- TASK -
How many lines in the records below contain the word "white"? Give only the number.

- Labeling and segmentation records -
******
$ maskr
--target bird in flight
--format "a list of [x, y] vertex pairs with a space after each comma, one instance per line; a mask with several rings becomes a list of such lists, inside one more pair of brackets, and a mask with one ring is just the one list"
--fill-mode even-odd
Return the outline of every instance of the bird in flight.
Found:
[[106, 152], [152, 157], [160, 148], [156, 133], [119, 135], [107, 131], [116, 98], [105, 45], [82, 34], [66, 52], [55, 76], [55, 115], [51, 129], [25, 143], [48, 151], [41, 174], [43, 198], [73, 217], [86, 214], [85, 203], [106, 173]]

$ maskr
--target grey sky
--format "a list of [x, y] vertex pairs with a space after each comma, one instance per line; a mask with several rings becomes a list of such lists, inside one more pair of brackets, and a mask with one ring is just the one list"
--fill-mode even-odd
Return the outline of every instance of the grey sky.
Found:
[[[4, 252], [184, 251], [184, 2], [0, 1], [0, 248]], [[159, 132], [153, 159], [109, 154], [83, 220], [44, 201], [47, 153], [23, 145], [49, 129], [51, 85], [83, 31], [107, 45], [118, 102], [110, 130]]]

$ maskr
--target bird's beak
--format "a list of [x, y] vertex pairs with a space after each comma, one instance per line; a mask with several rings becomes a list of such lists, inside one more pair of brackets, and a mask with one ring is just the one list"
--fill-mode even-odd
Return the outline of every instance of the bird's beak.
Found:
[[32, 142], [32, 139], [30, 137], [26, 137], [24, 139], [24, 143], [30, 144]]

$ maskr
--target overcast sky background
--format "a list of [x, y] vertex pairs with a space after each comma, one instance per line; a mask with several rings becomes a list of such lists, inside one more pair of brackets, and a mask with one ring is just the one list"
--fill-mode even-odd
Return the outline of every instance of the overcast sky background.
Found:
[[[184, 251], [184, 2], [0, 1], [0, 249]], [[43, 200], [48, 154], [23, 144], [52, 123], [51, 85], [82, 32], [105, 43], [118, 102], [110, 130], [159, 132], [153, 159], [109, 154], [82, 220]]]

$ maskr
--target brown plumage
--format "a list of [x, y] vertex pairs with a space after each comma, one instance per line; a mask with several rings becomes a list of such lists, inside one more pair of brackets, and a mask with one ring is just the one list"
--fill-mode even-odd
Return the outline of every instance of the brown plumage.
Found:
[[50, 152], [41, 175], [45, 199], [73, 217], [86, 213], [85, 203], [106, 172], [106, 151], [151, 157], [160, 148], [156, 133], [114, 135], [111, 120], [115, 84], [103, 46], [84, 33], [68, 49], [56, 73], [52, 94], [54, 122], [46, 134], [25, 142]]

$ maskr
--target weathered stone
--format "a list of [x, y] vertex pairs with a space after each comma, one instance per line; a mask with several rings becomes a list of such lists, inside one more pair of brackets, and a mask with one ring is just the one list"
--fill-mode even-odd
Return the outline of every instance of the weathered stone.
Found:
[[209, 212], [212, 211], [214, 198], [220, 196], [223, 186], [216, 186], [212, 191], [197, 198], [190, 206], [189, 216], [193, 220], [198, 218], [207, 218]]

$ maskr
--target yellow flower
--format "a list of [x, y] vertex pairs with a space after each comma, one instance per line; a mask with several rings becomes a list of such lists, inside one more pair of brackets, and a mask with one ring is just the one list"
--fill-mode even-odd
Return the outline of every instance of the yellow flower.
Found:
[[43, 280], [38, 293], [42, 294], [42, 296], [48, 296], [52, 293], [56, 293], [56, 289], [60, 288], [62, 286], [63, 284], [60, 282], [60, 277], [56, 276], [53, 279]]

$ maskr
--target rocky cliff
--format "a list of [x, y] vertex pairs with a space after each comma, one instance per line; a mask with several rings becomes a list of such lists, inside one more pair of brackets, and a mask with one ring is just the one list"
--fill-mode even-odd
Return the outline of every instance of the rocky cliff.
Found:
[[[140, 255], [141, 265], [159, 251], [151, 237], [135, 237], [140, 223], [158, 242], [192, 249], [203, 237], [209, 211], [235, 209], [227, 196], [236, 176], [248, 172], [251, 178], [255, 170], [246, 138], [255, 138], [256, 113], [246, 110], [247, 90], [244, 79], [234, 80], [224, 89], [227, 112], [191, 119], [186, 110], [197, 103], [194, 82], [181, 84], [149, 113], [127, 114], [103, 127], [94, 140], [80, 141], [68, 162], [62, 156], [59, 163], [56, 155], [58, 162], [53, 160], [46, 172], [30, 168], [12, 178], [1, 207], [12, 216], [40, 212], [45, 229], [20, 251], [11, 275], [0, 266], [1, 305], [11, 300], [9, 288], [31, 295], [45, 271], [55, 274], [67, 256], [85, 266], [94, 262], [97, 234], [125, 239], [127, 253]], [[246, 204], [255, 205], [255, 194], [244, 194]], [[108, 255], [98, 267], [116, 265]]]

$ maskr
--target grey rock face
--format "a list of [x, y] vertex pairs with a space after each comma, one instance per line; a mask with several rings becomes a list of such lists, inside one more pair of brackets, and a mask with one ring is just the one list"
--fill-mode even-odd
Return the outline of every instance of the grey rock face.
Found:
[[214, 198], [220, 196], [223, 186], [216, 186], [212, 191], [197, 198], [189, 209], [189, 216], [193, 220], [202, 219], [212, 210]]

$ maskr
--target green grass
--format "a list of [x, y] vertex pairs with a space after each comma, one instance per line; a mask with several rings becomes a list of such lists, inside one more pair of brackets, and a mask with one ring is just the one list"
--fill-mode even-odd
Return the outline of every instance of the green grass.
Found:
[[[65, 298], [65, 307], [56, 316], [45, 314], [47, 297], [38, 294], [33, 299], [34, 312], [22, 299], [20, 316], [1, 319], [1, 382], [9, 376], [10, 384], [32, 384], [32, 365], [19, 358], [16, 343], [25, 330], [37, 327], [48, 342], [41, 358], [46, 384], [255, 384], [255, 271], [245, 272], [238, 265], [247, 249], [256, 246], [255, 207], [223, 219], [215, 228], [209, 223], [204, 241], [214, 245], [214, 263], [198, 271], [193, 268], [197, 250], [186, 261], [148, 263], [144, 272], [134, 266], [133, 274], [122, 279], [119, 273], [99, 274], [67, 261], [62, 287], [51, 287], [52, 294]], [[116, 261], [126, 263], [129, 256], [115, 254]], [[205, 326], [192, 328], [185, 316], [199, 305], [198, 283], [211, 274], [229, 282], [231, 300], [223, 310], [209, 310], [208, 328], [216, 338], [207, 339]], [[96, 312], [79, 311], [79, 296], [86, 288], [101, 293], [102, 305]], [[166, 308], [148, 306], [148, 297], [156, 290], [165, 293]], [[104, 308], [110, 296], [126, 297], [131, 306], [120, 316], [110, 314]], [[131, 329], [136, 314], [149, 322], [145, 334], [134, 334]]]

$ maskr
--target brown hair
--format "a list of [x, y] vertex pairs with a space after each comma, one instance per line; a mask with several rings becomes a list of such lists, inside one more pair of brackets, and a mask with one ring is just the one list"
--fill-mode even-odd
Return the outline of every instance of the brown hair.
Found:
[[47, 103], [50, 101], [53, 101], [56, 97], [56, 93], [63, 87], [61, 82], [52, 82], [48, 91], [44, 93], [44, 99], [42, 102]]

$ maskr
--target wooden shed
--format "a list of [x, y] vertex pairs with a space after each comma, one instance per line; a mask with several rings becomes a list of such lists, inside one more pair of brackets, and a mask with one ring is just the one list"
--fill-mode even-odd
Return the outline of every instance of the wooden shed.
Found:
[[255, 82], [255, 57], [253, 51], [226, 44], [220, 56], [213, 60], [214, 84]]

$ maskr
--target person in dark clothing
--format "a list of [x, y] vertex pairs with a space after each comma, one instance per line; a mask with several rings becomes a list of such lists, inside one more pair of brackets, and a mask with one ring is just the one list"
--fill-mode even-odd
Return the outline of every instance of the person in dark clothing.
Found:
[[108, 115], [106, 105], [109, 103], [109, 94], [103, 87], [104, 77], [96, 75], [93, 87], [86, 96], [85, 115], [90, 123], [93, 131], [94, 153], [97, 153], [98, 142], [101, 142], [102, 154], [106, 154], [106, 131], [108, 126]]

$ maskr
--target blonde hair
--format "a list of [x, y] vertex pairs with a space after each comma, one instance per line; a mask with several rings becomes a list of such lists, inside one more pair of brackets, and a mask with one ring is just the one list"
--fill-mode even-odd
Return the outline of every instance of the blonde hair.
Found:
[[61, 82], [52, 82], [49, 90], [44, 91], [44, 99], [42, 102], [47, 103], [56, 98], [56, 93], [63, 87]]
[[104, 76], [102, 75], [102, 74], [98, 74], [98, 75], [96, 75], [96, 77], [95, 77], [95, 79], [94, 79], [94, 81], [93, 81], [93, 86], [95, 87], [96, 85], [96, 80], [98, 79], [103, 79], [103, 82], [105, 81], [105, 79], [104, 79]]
******
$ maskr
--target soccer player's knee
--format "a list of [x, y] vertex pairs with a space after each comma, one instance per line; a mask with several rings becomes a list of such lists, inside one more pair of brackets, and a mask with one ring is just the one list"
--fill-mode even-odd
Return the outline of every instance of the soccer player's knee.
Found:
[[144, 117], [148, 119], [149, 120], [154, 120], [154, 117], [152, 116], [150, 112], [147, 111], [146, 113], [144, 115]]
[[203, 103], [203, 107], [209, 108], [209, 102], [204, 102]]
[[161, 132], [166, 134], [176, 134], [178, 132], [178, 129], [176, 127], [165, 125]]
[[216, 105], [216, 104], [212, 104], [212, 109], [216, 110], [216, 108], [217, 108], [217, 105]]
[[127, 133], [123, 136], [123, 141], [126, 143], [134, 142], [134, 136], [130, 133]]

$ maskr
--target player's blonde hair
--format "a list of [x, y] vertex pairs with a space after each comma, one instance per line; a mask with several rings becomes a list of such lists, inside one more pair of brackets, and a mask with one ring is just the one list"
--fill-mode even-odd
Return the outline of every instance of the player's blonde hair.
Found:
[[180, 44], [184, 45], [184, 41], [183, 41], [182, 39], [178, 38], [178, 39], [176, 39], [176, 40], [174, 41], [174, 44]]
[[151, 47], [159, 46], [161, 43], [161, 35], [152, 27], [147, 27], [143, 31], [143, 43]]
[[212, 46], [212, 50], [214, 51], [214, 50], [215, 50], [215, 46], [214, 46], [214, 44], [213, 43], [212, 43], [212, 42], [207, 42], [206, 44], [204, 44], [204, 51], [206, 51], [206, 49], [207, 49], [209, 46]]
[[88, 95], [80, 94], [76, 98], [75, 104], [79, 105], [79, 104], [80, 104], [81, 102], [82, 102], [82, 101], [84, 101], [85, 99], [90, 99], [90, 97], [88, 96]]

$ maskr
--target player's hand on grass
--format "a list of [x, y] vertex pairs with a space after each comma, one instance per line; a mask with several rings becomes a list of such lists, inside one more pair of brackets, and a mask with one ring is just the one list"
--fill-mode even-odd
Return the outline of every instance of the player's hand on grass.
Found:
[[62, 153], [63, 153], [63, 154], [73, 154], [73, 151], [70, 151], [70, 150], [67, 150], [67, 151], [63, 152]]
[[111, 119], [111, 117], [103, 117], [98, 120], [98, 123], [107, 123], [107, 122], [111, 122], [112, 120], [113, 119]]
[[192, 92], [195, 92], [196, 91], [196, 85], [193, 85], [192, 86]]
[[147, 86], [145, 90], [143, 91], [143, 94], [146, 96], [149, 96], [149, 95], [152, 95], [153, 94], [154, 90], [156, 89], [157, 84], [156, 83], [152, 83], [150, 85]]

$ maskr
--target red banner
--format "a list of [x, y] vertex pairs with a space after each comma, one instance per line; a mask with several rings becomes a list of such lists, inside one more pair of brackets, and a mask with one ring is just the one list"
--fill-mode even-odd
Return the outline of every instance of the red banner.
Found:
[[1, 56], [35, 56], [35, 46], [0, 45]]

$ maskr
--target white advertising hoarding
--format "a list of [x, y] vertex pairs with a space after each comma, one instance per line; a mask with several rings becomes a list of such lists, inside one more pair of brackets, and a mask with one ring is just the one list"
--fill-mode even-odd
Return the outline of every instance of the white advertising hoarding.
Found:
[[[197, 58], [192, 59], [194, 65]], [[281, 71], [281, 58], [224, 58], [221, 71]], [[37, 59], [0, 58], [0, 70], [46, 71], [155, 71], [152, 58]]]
******
- WRITTEN RESPONSE -
2